-- Fragmento para leer --
>>>
Toda la vasta historia de la humanidad está tejida por pequeñas historias innumerables, que se parecen entre sí como si fueran clónicas: un hombre se enamora de una mujer y, con la magia de su amor, ambos transmiten el misterio de la vida. La literatura, espejo siempre del vivir, es también la repetición incesante de ese mismo argumento, con un ingrediente dramático que lo hace más real y atractivo: un hombre, una mujer y un pero. En la primera literatura occidental, Ulises se enamora de Penélope, pero estalla la guerra de Troya, y su estrenado matrimonio tiene que sobrevivir veinte años al borde del naufragio. En la primera literatura española, Rodrigo Díaz de Vivar está profundamente enamorado de doña Jimena, pero es desterrado por el rey. Después se enamoran Calisto y Melibea, pero las formas de su amor no son las formas de su época. También Hamlet se enamora de Ofelia, pero por medio hay un río y una rama que se parte al cruzarlo. Don Quijote suspira por Dulcinea, pero es un loco que persigue un sueño. Romeo y Julieta se juran amor eterno, pero sus familias se odian. Sonia se enamora de Rodian Ralkolnikov, pero su novio es un asesino que ha de cumplir condena en Siberia…

Mucho después nace el cine, y sus historias repiten los mismos argumentos de la literatura: desde Charlot y la florista ciega de Luces en la ciudad, hasta el amor en Cyrano, Titanic, Tierras de penumbra, Deliciosa Martha o Doctor Zivago. Siempre un hombre, una mujer y un pero. La representación literaria o visual de un amor homosexual hubiera sido técnicamente posible, pero nos hubiera dejado sin arte, nos hubiera privado de la gran literatura o del gran cine. Un amor homosexual hubiera dado una literatura enrarecida, muy por debajo de las cimas de nuestros clásicos, de esos cuatro versos -por ejemplo- de Miguel Hernández:

Una querencia tengo por tu acento,
Una apetencia por tu compañía,
Y una dolencia de melancolía
Por la ausencia del aire de tu viento.
<<<
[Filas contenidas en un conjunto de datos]
>>>
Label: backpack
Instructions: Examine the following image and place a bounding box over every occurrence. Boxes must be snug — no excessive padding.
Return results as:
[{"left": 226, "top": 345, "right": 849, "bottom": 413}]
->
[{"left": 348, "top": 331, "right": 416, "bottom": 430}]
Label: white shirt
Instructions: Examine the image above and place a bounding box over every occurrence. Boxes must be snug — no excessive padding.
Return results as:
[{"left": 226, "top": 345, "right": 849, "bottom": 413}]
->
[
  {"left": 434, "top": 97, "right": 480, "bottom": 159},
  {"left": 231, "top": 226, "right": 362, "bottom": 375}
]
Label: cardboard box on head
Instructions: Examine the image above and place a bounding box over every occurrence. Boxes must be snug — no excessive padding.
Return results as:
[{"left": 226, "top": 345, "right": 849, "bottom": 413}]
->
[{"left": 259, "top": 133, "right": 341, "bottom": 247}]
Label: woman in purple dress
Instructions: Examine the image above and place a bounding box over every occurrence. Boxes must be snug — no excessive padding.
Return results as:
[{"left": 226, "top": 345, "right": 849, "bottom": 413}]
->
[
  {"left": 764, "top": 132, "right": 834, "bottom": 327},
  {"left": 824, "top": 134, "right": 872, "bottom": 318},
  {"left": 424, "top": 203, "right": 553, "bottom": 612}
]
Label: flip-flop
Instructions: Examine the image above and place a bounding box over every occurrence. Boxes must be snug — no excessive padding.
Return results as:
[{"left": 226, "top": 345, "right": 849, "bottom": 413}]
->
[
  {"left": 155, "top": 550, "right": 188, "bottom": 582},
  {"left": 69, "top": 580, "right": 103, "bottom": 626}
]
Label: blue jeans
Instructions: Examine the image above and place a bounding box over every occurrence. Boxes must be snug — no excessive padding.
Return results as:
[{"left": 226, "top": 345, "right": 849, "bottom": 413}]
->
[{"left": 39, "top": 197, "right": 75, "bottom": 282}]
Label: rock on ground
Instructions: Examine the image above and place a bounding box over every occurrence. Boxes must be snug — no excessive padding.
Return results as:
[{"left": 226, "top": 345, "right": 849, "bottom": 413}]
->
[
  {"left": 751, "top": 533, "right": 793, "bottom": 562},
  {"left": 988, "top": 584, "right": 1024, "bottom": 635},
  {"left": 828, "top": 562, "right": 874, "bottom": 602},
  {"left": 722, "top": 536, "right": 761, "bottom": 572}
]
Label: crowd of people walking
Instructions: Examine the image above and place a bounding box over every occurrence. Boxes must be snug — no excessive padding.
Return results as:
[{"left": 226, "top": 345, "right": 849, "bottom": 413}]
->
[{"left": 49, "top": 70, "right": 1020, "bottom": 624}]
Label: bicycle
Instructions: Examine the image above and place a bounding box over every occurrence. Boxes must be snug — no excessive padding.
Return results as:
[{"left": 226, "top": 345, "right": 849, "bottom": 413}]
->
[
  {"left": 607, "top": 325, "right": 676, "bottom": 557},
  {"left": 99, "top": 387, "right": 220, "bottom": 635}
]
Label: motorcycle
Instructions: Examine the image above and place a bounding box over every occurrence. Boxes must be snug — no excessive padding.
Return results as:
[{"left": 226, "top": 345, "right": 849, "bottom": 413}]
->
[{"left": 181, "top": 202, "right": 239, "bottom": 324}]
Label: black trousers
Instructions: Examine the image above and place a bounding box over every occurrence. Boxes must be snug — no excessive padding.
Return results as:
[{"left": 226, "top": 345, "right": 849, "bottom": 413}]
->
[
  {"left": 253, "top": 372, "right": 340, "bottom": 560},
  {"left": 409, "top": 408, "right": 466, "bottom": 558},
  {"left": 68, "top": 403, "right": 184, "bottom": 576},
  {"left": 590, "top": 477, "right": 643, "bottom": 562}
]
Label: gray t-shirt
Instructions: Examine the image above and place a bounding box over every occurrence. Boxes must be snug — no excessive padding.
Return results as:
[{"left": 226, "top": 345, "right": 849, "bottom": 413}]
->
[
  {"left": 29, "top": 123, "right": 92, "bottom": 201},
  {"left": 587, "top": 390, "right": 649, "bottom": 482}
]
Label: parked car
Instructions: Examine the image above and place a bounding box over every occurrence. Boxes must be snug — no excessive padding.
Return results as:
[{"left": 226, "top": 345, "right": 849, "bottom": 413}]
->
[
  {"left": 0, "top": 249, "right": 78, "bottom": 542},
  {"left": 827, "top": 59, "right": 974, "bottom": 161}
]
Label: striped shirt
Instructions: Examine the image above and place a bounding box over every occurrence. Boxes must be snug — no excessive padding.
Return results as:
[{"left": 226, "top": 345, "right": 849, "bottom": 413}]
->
<<<
-- Requisitos de la tarea --
• A. Explica, por favor, qué aporta el "pero" al argumento que repite la literatura, según el fragmento sobre el amor en la literatura. Responde en una a tres oraciones.
• B. Prosigue el fragmento sobre el amor en la literatura a partir del final de los cuatro versos citados.

-- Respuestas --
• A. El "pero" es el ingrediente dramático que la literatura añade al argumento de un hombre que se enamora de una mujer. Según el fragmento, ese ingrediente hace el argumento más real y atractivo.

• B.
No es necesario aclarar que estas afirmaciones son lo contrario a un prejuicio, pues se limitan a presentar a posteriori la evidencia de una constatación. A pesar de lo dicho, ciertos políticos quieren dar carta de normalidad legal a su obsesión homosexual, olvidando la mencionada evidencia: que la homosexualidad ha sido siempre una rareza. Por eso, tales legisladores chocan de frente contra la misma realidad, que sigue siendo lo que es aunque se piense al revés, como advirtió Antonio Machado. Quizá sean gobernantes políticamente correctos, pero me temo que su corrección, si logra pasar a la historia, lo hará como una anécdota estúpida.